:: Goal of the exercise ::
Extract each line of the records that contains the string "post", reproducing every such line in full.

Labeled-object pointing entries:
____________________
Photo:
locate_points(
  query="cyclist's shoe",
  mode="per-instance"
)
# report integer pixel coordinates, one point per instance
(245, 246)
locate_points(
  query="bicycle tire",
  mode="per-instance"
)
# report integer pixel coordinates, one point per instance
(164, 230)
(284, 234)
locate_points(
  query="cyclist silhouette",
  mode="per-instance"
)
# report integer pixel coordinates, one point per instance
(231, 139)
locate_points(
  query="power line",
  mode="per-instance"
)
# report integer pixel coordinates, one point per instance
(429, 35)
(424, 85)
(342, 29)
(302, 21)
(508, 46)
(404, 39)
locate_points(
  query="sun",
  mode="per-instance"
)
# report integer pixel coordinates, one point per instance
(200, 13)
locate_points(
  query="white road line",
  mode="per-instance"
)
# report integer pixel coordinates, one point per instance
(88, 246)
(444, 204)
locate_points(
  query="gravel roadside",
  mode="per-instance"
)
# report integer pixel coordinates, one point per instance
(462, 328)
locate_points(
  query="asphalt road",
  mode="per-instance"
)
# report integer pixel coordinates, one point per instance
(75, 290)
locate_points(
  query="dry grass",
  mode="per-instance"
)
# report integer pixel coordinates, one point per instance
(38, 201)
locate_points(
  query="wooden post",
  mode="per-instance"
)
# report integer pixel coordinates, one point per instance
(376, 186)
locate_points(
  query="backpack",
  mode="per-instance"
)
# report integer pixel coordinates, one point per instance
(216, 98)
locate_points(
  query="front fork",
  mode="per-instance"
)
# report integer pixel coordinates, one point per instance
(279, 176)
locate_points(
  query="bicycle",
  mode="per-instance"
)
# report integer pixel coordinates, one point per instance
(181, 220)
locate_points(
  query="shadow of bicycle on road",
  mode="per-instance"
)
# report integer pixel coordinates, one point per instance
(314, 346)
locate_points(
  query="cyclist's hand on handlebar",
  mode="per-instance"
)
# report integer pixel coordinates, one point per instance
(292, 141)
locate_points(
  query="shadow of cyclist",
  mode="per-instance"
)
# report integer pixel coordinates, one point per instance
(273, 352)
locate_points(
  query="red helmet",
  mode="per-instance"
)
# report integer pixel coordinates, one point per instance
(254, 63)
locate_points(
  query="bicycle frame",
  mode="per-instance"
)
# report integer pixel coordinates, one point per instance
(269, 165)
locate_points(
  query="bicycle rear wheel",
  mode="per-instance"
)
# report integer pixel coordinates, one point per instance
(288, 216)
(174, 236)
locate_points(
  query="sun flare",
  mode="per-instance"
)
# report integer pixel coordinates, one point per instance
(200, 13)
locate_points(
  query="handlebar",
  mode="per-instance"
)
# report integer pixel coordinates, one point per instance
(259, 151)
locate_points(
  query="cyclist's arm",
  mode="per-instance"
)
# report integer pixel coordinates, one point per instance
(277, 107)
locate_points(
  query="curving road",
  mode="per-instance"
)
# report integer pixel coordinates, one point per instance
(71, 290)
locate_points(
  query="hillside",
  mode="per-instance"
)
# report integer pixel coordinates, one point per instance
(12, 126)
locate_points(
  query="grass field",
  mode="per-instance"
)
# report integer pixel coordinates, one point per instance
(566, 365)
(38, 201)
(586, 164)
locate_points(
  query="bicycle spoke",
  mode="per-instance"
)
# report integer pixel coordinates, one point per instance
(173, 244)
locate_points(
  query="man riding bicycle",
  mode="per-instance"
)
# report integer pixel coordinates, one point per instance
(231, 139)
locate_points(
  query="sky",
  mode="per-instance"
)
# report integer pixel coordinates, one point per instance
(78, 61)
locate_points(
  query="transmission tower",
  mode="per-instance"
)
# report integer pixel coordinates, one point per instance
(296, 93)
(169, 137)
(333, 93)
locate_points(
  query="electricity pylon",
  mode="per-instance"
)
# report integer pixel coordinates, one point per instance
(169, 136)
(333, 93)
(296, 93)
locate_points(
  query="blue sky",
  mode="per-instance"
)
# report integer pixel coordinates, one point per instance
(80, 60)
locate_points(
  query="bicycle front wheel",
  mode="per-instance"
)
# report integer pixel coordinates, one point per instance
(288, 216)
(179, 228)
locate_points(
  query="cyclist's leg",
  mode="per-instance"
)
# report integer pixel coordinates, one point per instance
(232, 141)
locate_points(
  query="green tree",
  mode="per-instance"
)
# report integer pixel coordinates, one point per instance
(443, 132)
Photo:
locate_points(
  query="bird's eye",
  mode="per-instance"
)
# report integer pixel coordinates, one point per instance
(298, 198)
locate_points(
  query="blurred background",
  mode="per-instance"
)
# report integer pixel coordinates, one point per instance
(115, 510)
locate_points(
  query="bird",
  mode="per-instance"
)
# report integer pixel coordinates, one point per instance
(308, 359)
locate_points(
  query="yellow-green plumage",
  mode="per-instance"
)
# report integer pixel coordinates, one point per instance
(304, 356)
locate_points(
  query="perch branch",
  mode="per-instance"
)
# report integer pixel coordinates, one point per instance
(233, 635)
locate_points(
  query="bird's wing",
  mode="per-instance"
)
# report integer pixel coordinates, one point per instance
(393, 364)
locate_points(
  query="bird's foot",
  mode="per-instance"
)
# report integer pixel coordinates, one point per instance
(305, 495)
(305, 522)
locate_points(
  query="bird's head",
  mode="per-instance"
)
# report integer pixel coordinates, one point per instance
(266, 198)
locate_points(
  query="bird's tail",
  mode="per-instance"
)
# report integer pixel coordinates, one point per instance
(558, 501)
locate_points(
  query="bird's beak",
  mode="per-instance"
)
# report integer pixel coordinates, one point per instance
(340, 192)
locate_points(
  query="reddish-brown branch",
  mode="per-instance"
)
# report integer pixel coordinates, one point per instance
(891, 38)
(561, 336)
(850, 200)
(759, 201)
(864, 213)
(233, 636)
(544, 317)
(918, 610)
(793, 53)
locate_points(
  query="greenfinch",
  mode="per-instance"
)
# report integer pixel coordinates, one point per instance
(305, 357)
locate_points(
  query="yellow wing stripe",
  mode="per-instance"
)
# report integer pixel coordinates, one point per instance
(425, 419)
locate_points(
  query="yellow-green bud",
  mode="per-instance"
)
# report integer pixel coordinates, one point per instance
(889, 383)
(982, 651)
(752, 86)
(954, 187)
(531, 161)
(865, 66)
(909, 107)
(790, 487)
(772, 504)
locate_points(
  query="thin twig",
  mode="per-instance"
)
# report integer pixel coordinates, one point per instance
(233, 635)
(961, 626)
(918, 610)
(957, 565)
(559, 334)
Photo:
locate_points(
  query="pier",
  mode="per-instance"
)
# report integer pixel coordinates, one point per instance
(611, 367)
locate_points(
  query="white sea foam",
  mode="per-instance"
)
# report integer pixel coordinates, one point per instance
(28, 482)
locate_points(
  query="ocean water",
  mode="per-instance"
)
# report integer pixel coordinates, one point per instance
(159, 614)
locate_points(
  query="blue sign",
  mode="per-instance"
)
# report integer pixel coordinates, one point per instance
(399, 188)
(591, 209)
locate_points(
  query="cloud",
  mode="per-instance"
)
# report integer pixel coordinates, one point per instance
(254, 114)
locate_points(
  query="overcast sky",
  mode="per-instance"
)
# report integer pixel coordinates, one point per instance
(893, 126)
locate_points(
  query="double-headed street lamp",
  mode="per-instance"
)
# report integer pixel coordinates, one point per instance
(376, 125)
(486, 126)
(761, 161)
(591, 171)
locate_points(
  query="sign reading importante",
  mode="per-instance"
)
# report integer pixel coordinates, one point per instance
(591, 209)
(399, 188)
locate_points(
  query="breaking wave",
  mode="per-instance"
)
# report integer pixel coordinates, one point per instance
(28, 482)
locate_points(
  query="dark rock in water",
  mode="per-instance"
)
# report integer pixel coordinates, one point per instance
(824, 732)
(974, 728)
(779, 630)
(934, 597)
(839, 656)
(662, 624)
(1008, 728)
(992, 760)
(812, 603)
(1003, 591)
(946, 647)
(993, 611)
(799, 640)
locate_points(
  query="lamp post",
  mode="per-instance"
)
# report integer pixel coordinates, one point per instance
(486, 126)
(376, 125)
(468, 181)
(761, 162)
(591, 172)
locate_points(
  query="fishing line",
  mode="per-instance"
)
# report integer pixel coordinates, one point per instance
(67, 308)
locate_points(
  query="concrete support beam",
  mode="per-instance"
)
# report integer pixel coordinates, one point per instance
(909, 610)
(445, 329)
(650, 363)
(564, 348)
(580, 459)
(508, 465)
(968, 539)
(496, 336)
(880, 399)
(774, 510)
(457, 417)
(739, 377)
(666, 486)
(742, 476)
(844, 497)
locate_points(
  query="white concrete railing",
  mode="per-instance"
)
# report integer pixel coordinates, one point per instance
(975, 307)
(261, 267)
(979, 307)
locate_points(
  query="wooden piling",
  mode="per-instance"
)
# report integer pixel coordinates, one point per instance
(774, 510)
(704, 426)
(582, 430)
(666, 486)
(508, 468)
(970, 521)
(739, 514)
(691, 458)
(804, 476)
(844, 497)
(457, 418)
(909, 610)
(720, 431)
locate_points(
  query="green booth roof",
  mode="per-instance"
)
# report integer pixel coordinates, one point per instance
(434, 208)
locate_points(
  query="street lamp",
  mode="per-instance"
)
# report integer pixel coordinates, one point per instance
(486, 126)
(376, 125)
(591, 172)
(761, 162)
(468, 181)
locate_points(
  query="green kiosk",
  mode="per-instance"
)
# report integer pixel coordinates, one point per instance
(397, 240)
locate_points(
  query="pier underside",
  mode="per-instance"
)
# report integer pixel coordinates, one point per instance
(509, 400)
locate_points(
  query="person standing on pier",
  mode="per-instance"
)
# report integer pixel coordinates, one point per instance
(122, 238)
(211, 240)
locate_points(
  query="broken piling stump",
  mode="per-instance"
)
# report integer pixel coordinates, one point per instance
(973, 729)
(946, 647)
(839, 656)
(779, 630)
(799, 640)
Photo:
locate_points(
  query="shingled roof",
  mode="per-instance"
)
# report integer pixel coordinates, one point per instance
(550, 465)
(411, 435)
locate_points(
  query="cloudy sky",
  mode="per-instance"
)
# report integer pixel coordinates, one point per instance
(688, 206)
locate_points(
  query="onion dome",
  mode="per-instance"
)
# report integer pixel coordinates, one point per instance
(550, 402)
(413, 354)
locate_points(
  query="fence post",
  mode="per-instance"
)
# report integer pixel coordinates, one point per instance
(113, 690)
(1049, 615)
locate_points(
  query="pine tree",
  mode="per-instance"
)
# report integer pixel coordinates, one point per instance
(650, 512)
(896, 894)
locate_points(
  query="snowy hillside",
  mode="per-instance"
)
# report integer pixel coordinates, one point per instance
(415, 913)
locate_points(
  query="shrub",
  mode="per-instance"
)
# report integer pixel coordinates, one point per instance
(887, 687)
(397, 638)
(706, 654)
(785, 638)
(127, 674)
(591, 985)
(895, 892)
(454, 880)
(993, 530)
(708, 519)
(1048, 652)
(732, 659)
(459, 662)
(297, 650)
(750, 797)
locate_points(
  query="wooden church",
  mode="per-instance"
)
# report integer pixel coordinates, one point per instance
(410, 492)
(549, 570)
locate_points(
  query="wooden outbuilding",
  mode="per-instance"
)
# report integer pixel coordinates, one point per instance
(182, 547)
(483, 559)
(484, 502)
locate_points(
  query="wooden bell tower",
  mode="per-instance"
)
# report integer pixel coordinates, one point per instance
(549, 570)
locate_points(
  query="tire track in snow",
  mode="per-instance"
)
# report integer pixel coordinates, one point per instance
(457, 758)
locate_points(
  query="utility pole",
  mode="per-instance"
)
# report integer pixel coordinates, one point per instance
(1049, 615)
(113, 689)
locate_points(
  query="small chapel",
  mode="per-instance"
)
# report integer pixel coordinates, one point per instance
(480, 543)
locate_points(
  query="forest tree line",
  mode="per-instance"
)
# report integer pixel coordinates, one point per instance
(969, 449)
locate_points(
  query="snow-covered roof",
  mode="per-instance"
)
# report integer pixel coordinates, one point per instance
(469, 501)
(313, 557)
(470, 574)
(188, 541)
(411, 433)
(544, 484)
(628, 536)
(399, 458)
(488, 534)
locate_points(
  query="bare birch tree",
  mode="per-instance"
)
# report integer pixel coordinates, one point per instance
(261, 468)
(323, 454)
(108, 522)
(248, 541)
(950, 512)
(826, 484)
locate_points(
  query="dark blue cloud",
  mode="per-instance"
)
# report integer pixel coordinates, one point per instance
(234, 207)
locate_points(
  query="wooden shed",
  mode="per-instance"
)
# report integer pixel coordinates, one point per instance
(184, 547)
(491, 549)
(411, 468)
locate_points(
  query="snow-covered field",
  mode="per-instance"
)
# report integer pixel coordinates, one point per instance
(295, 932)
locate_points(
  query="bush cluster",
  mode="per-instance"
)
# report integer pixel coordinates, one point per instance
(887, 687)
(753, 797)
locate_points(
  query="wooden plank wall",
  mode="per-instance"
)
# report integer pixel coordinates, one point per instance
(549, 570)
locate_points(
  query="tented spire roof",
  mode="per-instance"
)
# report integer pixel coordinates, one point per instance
____________________
:: Complete output ::
  query="wooden post",
  query="lamp post",
  query="fence post",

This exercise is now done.